PROBLEM: Retype the listing exactly, minus its pictures.

DATA FOR REVIEW:
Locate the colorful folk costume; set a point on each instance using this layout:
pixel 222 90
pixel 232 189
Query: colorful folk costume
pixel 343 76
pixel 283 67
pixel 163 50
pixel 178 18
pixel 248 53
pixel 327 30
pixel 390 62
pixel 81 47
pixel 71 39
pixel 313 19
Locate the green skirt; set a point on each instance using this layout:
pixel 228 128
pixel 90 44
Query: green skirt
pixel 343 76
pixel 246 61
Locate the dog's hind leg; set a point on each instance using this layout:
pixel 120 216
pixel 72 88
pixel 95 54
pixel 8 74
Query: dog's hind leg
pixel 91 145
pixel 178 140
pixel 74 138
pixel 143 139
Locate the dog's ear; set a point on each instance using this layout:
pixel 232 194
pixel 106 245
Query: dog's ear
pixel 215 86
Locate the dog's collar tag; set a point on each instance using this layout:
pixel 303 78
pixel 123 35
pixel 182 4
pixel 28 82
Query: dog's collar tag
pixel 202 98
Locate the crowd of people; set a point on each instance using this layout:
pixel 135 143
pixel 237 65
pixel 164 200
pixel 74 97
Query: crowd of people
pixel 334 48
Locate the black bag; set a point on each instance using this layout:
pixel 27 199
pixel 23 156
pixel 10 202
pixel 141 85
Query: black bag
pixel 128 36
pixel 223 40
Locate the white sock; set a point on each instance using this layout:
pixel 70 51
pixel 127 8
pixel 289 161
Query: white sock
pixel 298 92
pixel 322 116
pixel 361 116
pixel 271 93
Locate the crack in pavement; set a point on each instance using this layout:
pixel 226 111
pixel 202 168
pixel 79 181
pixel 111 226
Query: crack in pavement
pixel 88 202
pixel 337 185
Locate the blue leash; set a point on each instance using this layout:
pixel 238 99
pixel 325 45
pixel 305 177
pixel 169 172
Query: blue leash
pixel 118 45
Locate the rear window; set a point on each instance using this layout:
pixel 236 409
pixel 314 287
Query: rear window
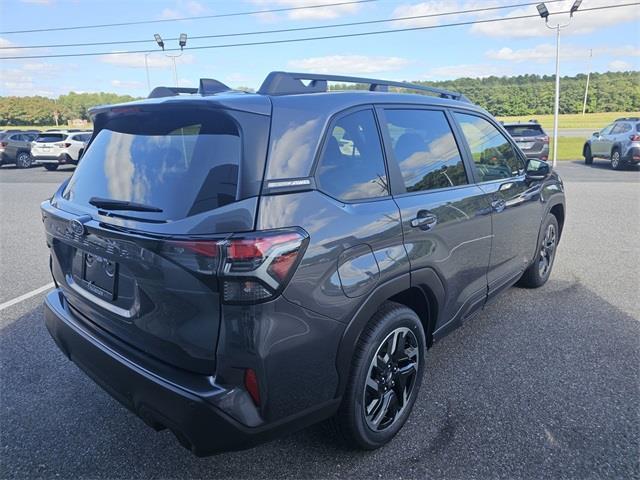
pixel 50 137
pixel 524 130
pixel 182 163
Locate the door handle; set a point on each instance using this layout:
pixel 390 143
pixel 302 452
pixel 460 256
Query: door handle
pixel 424 220
pixel 498 205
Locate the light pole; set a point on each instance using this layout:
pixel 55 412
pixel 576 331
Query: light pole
pixel 586 88
pixel 146 66
pixel 544 13
pixel 182 41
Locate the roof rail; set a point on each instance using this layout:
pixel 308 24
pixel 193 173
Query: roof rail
pixel 208 86
pixel 288 83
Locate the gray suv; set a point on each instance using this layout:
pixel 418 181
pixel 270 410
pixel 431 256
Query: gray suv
pixel 236 266
pixel 530 137
pixel 619 143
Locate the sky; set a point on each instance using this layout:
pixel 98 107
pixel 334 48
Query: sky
pixel 503 48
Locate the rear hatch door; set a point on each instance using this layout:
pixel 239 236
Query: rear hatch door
pixel 134 233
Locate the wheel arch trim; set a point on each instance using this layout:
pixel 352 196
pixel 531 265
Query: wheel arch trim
pixel 426 280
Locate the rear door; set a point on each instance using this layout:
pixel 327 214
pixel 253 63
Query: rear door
pixel 446 219
pixel 515 202
pixel 146 271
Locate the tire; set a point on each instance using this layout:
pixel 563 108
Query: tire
pixel 24 160
pixel 588 158
pixel 380 379
pixel 616 160
pixel 539 271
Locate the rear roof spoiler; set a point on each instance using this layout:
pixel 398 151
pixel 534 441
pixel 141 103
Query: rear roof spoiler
pixel 208 86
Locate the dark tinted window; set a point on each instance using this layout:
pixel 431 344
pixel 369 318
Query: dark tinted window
pixel 621 128
pixel 492 153
pixel 425 149
pixel 182 163
pixel 352 165
pixel 50 137
pixel 524 130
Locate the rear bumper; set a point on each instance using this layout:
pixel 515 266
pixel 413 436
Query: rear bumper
pixel 164 397
pixel 60 159
pixel 632 155
pixel 538 154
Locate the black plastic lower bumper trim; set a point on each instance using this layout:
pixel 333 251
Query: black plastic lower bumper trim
pixel 196 422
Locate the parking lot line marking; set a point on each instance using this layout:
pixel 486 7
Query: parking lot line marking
pixel 30 294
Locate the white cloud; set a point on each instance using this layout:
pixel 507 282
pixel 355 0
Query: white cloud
pixel 136 60
pixel 322 13
pixel 6 48
pixel 349 64
pixel 466 70
pixel 17 82
pixel 546 52
pixel 126 84
pixel 420 9
pixel 619 65
pixel 182 9
pixel 582 22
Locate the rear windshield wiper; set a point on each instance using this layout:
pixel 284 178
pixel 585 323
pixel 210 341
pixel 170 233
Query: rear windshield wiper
pixel 110 204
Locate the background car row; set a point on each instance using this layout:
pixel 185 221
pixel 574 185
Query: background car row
pixel 52 148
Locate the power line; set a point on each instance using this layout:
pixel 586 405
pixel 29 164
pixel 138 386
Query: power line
pixel 285 30
pixel 200 17
pixel 325 37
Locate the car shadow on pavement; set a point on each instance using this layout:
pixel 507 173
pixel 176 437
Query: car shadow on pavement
pixel 543 383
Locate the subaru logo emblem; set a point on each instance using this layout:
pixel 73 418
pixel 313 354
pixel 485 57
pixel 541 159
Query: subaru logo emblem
pixel 77 228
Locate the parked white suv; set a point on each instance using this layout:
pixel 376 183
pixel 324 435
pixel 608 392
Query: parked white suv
pixel 59 147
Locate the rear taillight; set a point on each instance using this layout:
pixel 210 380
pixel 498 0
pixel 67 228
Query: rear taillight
pixel 250 268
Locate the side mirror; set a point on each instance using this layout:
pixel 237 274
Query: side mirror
pixel 537 169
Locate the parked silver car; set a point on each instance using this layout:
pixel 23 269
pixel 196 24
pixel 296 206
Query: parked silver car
pixel 618 142
pixel 55 148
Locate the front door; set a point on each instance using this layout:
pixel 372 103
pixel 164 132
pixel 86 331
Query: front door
pixel 446 219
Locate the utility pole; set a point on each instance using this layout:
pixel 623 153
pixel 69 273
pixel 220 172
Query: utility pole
pixel 146 66
pixel 586 88
pixel 182 41
pixel 544 13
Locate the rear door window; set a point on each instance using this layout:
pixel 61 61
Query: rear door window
pixel 425 149
pixel 352 164
pixel 493 155
pixel 182 163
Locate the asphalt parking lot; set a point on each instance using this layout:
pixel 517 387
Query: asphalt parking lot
pixel 543 383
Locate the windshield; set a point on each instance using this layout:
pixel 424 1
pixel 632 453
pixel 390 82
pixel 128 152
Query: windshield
pixel 181 163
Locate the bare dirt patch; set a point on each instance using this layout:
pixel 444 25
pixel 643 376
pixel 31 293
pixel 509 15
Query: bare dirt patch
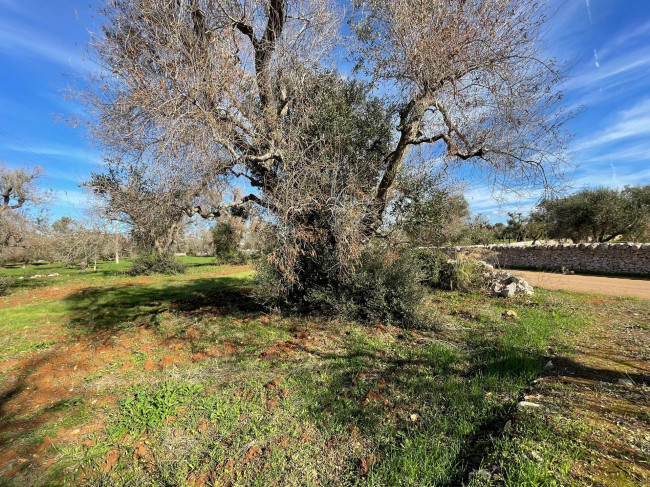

ANSWER FOR THIS EXERCISE:
Locate the colorful folk costume; set a point on each instance using this layout:
pixel 222 90
pixel 232 189
Query: colorful folk costume
pixel 343 76
pixel 283 67
pixel 163 50
pixel 178 18
pixel 248 53
pixel 327 30
pixel 390 62
pixel 81 47
pixel 71 39
pixel 313 19
Locate the green skirt; set a point on each instance using this layout:
pixel 228 128
pixel 90 44
Query: green skirt
pixel 343 76
pixel 246 61
Locate the dog's hind leg; set a point on each instance using this layout:
pixel 120 216
pixel 72 88
pixel 95 54
pixel 8 74
Query: dog's hind leg
pixel 91 145
pixel 178 140
pixel 74 138
pixel 143 139
Locate the dog's ear; set a point on each instance using this layout:
pixel 232 194
pixel 106 245
Query: dog's ear
pixel 215 86
Locate the dog's collar tag; set a point on each instance using this layout:
pixel 303 78
pixel 123 35
pixel 182 4
pixel 28 82
Query: dog's collar tag
pixel 202 98
Locate the crowd of people; set a point on each instance using this layout:
pixel 135 143
pixel 237 65
pixel 164 200
pixel 74 97
Query: crowd of people
pixel 334 48
Locate the black bag; set a point on each instance using this layout:
pixel 27 199
pixel 23 156
pixel 10 202
pixel 141 85
Query: black bag
pixel 128 36
pixel 223 40
Locate the white sock; set a point on each instance using this layout:
pixel 70 51
pixel 127 8
pixel 289 161
Query: white sock
pixel 298 92
pixel 322 116
pixel 361 116
pixel 271 93
Locate the crack in pavement; set a point on each instance using this layout:
pixel 226 111
pixel 202 168
pixel 79 181
pixel 111 226
Query: crack in pavement
pixel 88 202
pixel 337 185
Locate the blue leash; set a point on each instance using this layout:
pixel 238 99
pixel 325 45
pixel 305 177
pixel 169 172
Query: blue leash
pixel 118 45
Locate the rear window; set a point on each instance using this layout:
pixel 236 409
pixel 314 287
Query: rear window
pixel 50 137
pixel 524 130
pixel 182 163
Locate the door handle; set a point on each instance using this layout:
pixel 390 143
pixel 302 452
pixel 460 256
Query: door handle
pixel 424 220
pixel 498 205
Locate the light pole; set a point on each instance using this layout:
pixel 55 412
pixel 576 331
Query: light pole
pixel 586 88
pixel 146 66
pixel 544 13
pixel 182 41
Locate the roof rail; set a point on each instance using this layout:
pixel 308 24
pixel 193 173
Query: roof rail
pixel 208 86
pixel 288 83
Locate the gray suv; set a point on each instance using this layout:
pixel 418 181
pixel 270 410
pixel 431 256
Query: gray suv
pixel 236 266
pixel 530 137
pixel 619 143
Locate the sky; set a point on each instance using this layout:
pixel 98 107
pixel 334 48
Query: sky
pixel 503 48
Locate the rear hatch door; set a point on each instance using this layout:
pixel 239 236
Query: rear hatch door
pixel 134 233
Locate the wheel arch trim; set a point on each instance using this layout:
pixel 352 196
pixel 531 265
Query: wheel arch trim
pixel 426 280
Locate the rear door; set a point on each instance using this layout:
pixel 327 214
pixel 253 63
Query: rear door
pixel 446 219
pixel 515 202
pixel 146 271
Locate the tire; set a point on each instance using this layout:
pixel 563 108
Query: tire
pixel 24 160
pixel 588 158
pixel 380 379
pixel 616 160
pixel 539 271
Locate the rear roof spoiler; set a point on each instance using this layout:
pixel 398 151
pixel 534 441
pixel 141 103
Query: rear roof spoiler
pixel 208 86
Locate the dark tinted window; set a point on each instance using this layout:
pixel 431 344
pixel 369 318
Query: dark tinted window
pixel 621 128
pixel 492 153
pixel 425 149
pixel 182 163
pixel 352 165
pixel 50 137
pixel 524 130
Locate the rear bumper; set a point on each instance using this layout:
pixel 515 266
pixel 413 436
Query: rear bumper
pixel 164 397
pixel 60 159
pixel 632 155
pixel 538 154
Locate the black plastic lower bumper trim; set a point on each instance using this layout:
pixel 333 251
Query: black plastic lower bumper trim
pixel 196 422
Locate the parking lot line marking; set a point on each instance using this layout:
pixel 486 7
Query: parking lot line marking
pixel 30 294
Locate the white cloud; set a point on each instance using this layout:
pixel 507 282
pixel 355 0
Query: white cloud
pixel 136 60
pixel 322 13
pixel 6 48
pixel 349 64
pixel 466 70
pixel 17 82
pixel 546 52
pixel 126 84
pixel 420 9
pixel 619 65
pixel 182 9
pixel 582 22
Locate the rear windshield wiper; set a point on each instance using this layout:
pixel 284 178
pixel 585 323
pixel 210 341
pixel 170 233
Query: rear windshield wiper
pixel 110 204
Locate the background car row; set a point on each instance using this layout:
pixel 185 221
pixel 574 185
Query: background car row
pixel 52 148
Locate the power line; set a point on each instance using this layout:
pixel 586 405
pixel 29 164
pixel 138 386
Query: power line
pixel 285 30
pixel 200 17
pixel 325 37
Locate the car shadow on pavement; set a point on each instance using this layout:
pixel 507 173
pixel 176 437
Query: car shadow on pavement
pixel 543 383
Locate the subaru logo emblem; set a point on each instance using this layout:
pixel 73 418
pixel 313 354
pixel 485 57
pixel 541 159
Query: subaru logo emblem
pixel 77 228
Locate the parked white suv; set a point on each instance using this layout:
pixel 376 183
pixel 324 435
pixel 608 392
Query: parked white suv
pixel 59 147
Locate the rear taillight; set a point on each instance using this layout:
pixel 210 380
pixel 498 0
pixel 67 228
Query: rear taillight
pixel 250 268
Locate the side mirror; set a point on each instance using this layout:
pixel 237 274
Query: side mirror
pixel 537 169
Locate the parked silver car; set a point on each instance using this layout:
pixel 23 269
pixel 196 24
pixel 296 206
Query: parked silver car
pixel 618 142
pixel 55 148
Locate the front door; set a point on each instance using this layout:
pixel 372 103
pixel 164 132
pixel 86 331
Query: front door
pixel 446 219
Locate the utility pole; set a point on each instance using this layout:
pixel 623 153
pixel 69 273
pixel 220 172
Query: utility pole
pixel 146 66
pixel 586 88
pixel 182 41
pixel 544 13
Locate the rear door window; set a point on each instance using this layout:
pixel 61 61
Query: rear door window
pixel 425 149
pixel 352 164
pixel 493 155
pixel 182 163
Locate the asphalt parking lot; set a point on each instance using this layout:
pixel 517 387
Query: asphalt parking lot
pixel 543 383
Locate the windshield; set a point on each instance using this layout:
pixel 424 1
pixel 632 453
pixel 390 82
pixel 128 152
Query: windshield
pixel 181 163
Locate the bare dirt patch; set a point on each instance using this layout:
pixel 444 25
pixel 643 376
pixel 31 293
pixel 509 15
Query: bare dirt patch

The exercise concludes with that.